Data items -
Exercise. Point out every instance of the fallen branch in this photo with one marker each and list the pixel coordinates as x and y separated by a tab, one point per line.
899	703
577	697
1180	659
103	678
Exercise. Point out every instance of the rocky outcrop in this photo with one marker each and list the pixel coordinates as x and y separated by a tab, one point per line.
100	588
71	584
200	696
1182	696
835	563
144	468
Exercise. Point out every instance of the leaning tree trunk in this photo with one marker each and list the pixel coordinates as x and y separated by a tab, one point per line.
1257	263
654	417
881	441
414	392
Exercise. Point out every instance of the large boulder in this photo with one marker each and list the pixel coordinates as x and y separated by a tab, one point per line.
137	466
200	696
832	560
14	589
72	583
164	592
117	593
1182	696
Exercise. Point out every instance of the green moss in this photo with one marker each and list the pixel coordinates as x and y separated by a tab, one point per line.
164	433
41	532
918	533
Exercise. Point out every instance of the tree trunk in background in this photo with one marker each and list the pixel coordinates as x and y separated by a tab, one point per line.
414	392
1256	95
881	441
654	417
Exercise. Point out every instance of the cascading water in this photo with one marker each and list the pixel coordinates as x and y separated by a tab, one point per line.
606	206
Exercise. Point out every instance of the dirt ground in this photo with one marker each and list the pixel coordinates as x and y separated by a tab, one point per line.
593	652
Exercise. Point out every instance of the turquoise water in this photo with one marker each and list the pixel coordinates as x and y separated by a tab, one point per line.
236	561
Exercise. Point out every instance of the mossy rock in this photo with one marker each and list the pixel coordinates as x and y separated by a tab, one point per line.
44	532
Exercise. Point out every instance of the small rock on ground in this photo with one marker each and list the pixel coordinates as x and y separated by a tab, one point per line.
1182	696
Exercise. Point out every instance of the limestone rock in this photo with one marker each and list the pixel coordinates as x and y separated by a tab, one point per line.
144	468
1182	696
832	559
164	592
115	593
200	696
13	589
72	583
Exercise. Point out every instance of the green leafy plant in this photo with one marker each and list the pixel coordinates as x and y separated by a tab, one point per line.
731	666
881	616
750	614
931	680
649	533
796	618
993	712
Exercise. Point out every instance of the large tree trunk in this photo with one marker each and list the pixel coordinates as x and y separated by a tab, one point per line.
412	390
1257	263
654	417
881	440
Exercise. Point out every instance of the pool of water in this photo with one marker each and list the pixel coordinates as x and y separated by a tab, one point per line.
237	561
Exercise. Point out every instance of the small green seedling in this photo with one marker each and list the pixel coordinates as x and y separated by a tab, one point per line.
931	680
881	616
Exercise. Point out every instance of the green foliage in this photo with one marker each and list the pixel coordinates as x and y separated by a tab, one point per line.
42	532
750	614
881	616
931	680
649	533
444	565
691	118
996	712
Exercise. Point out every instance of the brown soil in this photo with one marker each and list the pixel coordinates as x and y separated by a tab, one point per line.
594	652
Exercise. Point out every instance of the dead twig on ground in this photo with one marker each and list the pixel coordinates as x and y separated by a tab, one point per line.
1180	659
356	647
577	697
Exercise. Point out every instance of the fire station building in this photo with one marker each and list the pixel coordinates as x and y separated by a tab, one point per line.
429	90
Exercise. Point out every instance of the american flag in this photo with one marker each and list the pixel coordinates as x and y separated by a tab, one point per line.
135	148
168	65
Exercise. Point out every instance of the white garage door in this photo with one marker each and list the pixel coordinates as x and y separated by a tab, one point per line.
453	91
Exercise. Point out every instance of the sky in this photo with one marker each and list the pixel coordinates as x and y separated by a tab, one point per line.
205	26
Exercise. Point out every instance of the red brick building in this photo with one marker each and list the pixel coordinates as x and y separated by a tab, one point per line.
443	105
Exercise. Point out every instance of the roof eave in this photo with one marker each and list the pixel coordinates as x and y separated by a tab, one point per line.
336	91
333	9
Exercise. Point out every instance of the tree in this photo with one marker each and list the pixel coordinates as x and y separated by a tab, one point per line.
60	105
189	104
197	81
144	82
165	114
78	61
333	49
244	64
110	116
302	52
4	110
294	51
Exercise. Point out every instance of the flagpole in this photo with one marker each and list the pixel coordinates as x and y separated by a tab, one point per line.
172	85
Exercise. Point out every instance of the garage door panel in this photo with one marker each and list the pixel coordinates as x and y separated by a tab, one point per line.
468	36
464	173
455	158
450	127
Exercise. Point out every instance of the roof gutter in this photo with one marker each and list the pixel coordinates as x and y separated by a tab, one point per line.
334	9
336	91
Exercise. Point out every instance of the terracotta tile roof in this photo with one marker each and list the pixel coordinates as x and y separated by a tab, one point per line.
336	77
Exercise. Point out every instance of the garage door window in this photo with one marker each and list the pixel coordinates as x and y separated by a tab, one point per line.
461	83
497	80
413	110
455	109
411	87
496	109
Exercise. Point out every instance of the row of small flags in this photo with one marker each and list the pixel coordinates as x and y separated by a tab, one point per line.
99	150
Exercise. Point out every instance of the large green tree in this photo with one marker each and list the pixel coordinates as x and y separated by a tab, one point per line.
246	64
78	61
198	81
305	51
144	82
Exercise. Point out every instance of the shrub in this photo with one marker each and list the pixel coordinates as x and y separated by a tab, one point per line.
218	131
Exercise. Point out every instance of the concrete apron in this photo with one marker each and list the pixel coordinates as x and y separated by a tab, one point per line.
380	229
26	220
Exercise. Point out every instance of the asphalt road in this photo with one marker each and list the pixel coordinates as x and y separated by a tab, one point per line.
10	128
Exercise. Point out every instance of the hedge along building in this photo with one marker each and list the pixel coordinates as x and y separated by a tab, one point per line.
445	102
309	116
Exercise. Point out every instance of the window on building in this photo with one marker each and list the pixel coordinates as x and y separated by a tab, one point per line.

INSTRUCTIONS FOR THE TASK -
The full data, transcribed without change, is the expected answer.

TASK SOLUTION -
Exercise. Point out every instance of the fallen branch in this photo with one marker each and list the pixel coordinates as x and y separated by a tab, one point per line.
899	703
577	697
1180	659
103	678
Exercise. Point out every instance of the rocky outcrop in this photo with one marker each and list the pixel coordinates as x and y separated by a tab, one point per line.
100	588
71	584
200	696
1182	696
835	563
144	468
Exercise. Point out every instance of the leaning tree trunk in this photo with one marker each and list the pixel coordinates as x and y separated by a tab, one point per line.
1257	263
654	417
881	441
414	392
Exercise. Point out every instance of the large boulder in this photo with one marker each and list the pixel coordinates as x and y separated by a tab, one point per line.
137	466
200	696
832	560
14	589
72	583
164	592
117	593
1182	696
Exercise. Point out every instance of the green moss in this photo with one marker each and list the pixel coordinates as x and y separated by a tab, one point per line.
164	433
41	532
918	533
Exercise. Point out every instance of the tree trunk in background in this photo with one marker each and list the pixel coordinates as x and y separated by a tab, one point per line.
414	392
1256	95
881	441
654	417
Exercise. Point out every instance of the cascading water in this photo with one marker each and list the pixel coordinates as x and y separated by a tab, one point per line.
606	206
Exercise. Point out every instance of the dirt ground in this photo with one marker each and list the pixel coordinates as x and y separated by a tab, one point per line.
593	652
Exercise. Point out every instance of the turquoise water in this photo with one marker each and list the pixel coordinates as x and y separated by a tab, one point per line.
236	561
Exercise. Point out every instance of the mossy rock in this photo with one marker each and list the pixel coordinates as x and y separated by a tab, one point per line.
44	532
Exercise. Point out every instance of the small rock on ground in this photo with one marker each and list the pixel coordinates as x and y separated by a tab, one point per line.
1182	696
Exercise. Point out every instance of the limestone rock in this photo with one marker each and list the pixel coordinates as x and y separated by a tab, one point per line.
144	468
1182	696
832	559
164	592
115	593
200	696
13	589
72	583
Exercise. Point out every instance of the green leafy plant in this photo with one marker each and list the pixel coordinates as x and y separated by a tab, one point per line.
731	666
881	616
750	614
931	680
649	533
796	618
993	712
Exercise. Point out every instance of the large tree trunk in this photo with one marker each and list the pixel coordinates as x and y separated by a tab, one point per line.
412	390
1257	263
654	417
881	440
Exercise. Point out every instance of the pool of water in this photo with one marker each and list the pixel coordinates as x and y separated by a tab, one point per line.
237	561
Exercise. Point out every instance of the small green seedling in this photo with one marker each and list the pixel coordinates as x and y separated by a tab, one point per line.
931	680
881	616
Exercise. Point out every instance of the green foliage in this photo with one marker each and list the pixel coordinates as x and y separated by a tab, one point per line.
42	532
750	614
881	616
931	680
649	533
444	565
691	118
996	712
Exercise. Point out every instance of the brown soil in this photo with one marker each and list the pixel coordinates as x and y separated by a tab, one point per line.
594	652
Exercise. Point out every instance of the dead twig on ground in this photo with one marker each and list the pixel coordinates as x and y separated by a tab, one point per line.
1180	659
356	647
577	697
Exercise. Point out every instance of the fire station building in this photo with one marker each and list the pixel coordinates as x and y separated by a tab, one point per line.
429	90
Exercise. Point out every instance of the american flag in this photo with one marker each and list the pixel coordinates as x and y separated by a tab, one point per line.
135	148
168	65
Exercise. Point out every instance of the white garage door in this photo with one marker each and list the pixel coordinates as x and y separated by a tab, one point per line.
453	91
Exercise. Point out every instance of the sky in this photo with one marker each and list the pixel coordinates as x and y separated by a tab, one point per line.
205	26
Exercise. Point out every instance of the red brick building in this photo with one marker each and list the pixel coordinates as x and y separated by a tab, one point per line.
443	105
Exercise. Point out every instance of the roof eave in this photo with one marker each and list the pixel coordinates as x and y separated by a tab, one point per line.
336	91
333	9
Exercise. Point out every instance of the tree in this photo with one marker each and list the pixel coordinates as x and y separated by a tab, one point per line.
60	105
189	104
197	81
144	82
165	114
78	61
333	49
244	64
110	116
302	52
4	110
294	51
Exercise. Point out every instance of the flagpole in this photo with one marker each and list the pixel coordinates as x and y separated by a tab, one point per line.
172	85
Exercise. Point out every instance of the garage door panel in this photo with one marker each and list the pixel coordinates as x and y separated by a tab, one point per line.
468	36
464	173
455	158
450	127
Exercise. Point out every instance of the roof gutter in this photo with one marker each and list the pixel coordinates as x and y separated by a tab, one point per line.
334	9
336	91
Exercise. Point out every instance of the terracotta tile roof in this photo with one marker each and list the pixel coordinates as x and y separated by a tab, one point per line.
336	77
Exercise. Point out every instance of the garage door window in this photo with one marker each and list the pixel coordinates as x and y separated by a tab, one point per line.
461	83
497	80
413	110
455	109
411	87
496	109
Exercise. Point out every instance of the row of small flags in this photo with one marker each and list the pixel coordinates as x and y separated by a tab, one point per line.
99	150
Exercise. Point out every instance of the large green tree in this photo with one marker each and list the pixel coordinates as x and y separated by a tab, one point per line.
246	64
78	61
198	81
305	51
144	82
Exercise. Point out every instance of the shrub in this photo with one marker each and list the pixel coordinates as x and y separated by a tab, one point per line.
218	131
Exercise. Point out every instance of the concrete apron in this photo with one marker each and list the pixel coordinates as x and y separated by a tab, one point per line.
380	229
26	220
Exercise. Point out every instance of the asphalt road in this photo with one marker each and list the pixel coordinates as x and y separated by a tab, one point per line.
10	128
Exercise. Point out every instance of the hedge along building in this photo with one marker each and list the pixel coordinates as x and y separated by a tab, one point per line.
445	102
309	116
Exercise. Point out every instance of the window on building in this photo with one marker each and list the pixel coordinates as x and y separated by a tab, one point per line.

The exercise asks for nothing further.